Location identification items
○ ○ ○ ○ ○

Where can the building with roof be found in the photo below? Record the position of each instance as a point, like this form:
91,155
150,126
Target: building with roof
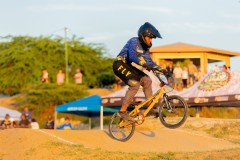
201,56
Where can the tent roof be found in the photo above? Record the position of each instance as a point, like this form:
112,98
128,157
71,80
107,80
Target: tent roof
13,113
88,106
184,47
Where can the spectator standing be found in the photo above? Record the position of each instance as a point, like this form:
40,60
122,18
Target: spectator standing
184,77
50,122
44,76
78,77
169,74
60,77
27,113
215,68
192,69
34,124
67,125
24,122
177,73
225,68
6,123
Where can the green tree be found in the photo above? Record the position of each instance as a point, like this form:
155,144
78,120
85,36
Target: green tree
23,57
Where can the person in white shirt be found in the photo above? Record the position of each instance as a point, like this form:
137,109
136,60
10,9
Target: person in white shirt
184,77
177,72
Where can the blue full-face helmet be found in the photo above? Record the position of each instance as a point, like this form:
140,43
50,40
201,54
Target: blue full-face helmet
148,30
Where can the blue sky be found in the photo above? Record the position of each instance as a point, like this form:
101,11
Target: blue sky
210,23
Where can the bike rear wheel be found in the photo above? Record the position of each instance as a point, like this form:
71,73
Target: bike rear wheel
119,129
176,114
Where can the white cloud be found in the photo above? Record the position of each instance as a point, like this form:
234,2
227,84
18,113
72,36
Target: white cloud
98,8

○ ○ ○ ○ ○

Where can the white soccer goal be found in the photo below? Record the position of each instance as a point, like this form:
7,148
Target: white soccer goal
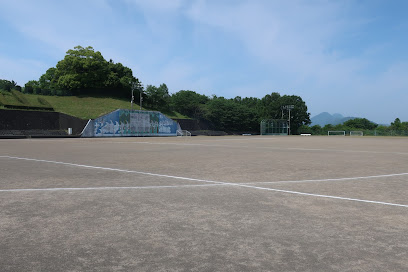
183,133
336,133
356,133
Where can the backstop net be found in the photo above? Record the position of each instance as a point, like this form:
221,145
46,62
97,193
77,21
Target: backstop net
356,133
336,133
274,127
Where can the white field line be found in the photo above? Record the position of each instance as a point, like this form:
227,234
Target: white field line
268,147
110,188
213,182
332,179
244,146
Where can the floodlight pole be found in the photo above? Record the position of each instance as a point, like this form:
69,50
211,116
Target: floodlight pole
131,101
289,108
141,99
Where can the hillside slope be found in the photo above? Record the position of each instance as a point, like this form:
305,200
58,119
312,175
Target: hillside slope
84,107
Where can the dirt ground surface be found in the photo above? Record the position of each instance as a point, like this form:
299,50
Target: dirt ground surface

○ ○ ○ ○ ○

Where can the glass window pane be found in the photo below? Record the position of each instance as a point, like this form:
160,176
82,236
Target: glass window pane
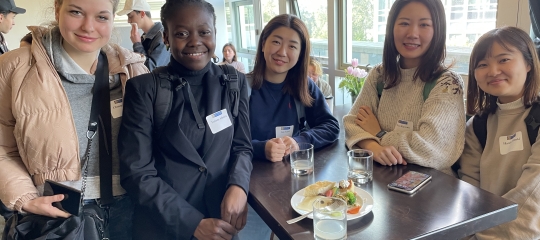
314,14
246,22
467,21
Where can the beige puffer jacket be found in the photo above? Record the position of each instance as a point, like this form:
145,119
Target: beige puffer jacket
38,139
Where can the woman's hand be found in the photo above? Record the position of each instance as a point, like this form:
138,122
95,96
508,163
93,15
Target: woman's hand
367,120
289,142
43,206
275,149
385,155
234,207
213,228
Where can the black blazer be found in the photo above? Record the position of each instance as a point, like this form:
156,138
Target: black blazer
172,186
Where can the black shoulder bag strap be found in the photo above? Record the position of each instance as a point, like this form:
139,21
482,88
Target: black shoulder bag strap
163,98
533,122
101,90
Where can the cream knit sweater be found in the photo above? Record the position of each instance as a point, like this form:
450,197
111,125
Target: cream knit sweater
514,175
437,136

○ ○ ○ ○ ○

Please gather every line in the entries above that contains the word "strap".

Where can the black shoulder bag strap be found in the photo above? Record the position of each instance as a point, like this form:
Target: black shoulder bag strap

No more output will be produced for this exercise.